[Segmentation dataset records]
────────
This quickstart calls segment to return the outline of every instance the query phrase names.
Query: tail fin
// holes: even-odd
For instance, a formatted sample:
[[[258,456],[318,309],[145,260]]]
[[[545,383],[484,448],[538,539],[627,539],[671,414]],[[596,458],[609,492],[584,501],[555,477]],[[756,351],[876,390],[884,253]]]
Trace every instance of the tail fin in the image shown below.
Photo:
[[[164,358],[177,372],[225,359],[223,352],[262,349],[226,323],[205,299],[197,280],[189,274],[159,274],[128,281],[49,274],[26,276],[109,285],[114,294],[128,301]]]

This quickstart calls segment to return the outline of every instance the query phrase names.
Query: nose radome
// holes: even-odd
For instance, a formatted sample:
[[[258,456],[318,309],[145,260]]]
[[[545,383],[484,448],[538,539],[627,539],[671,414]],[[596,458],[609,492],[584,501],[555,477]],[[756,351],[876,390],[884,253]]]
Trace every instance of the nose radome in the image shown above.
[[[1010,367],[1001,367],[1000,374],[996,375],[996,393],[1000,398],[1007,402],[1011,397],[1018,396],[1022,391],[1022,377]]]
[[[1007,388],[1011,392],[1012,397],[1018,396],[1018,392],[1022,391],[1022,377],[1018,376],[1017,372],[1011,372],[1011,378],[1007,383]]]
────────
- [WRITTEN INSTRUCTION]
Render every line of the data above as a numbered list, omitting the blank lines.

- [EXERCISE ANSWER]
1. This quickstart calls segment to return the outline of every instance the query phrase names.
2. Query: tail fin
3. // holes: even-odd
4. For instance, a formatted sample:
5. [[[258,456],[318,309],[145,260]]]
6. [[[545,383],[484,448],[538,539],[627,539],[671,414]],[[596,458],[609,492],[584,501],[555,477]],[[756,351],[876,390],[884,253]]]
7. Trace every instance of the tail fin in the image shown below.
8. Photo:
9. [[[164,358],[177,372],[225,359],[223,352],[262,349],[226,323],[205,299],[197,280],[189,274],[159,274],[128,281],[49,274],[26,276],[109,285],[114,294],[128,301]]]
10. This quickstart calls segment to return the outline of every instance the query phrase names.
11. Query: nose radome
12. // holes: even-odd
13. For instance, a formatted sample:
14. [[[258,456],[318,309],[145,260]]]
15. [[[545,383],[484,448],[538,539],[627,539],[671,414]],[[596,458],[609,492],[584,501],[555,477]],[[756,351],[876,390],[884,253]]]
16. Trace every instance of the nose radome in the image shown above.
17. [[[1010,367],[1001,367],[1000,374],[996,375],[996,393],[1000,398],[1007,402],[1011,397],[1018,396],[1022,391],[1022,377]]]
18. [[[1007,388],[1011,392],[1012,397],[1018,396],[1018,392],[1022,391],[1022,377],[1018,376],[1017,372],[1011,372],[1011,378],[1007,383]]]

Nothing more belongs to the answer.